Filter the material and copy out every line that contains the string "woman". Matching is case-sensitive.

[Mask labeling examples]

------------------------------------------------------------------------

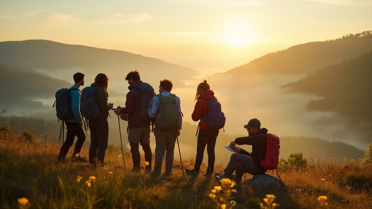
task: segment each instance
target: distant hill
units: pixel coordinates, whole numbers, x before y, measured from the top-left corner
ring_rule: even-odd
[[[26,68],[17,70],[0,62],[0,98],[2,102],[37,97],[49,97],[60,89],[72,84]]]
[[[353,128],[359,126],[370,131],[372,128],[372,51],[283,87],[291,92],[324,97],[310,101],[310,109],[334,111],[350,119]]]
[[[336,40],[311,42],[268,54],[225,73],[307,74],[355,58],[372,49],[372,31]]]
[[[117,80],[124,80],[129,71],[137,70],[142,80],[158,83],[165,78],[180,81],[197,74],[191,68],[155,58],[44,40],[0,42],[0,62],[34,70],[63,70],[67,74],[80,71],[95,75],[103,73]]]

------------------------------------------------------------------------

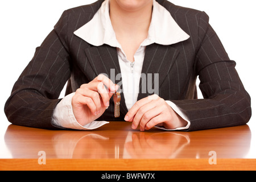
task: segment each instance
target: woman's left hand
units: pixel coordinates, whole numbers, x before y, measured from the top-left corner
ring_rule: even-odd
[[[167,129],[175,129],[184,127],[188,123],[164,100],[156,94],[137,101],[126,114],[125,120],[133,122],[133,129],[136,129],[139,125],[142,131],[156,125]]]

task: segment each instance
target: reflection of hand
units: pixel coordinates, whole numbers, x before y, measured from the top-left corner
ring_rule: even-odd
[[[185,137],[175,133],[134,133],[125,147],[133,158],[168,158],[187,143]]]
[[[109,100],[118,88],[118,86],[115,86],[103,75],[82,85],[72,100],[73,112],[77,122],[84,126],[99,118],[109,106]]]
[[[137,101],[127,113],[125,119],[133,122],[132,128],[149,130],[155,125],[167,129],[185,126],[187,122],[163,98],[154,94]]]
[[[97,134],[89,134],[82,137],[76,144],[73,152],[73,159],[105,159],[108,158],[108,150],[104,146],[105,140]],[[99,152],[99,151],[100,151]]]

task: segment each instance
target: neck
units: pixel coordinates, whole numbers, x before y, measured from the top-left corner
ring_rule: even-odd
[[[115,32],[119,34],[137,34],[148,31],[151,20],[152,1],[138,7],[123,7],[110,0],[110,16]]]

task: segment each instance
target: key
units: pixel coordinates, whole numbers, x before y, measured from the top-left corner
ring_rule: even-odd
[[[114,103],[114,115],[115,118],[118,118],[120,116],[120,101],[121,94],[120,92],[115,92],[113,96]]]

------------------------------------------------------------------------

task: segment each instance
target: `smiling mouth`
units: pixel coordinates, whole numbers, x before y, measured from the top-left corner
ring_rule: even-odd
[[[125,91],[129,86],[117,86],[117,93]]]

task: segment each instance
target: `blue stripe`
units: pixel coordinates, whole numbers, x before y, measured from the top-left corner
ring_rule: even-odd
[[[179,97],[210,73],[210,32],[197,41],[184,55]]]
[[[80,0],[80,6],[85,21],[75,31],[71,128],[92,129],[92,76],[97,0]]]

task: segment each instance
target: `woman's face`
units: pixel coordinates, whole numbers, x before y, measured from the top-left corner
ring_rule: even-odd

------------------------------------------------------------------------

-- THE SOLUTION --
target: woman's left hand
target: `woman's face`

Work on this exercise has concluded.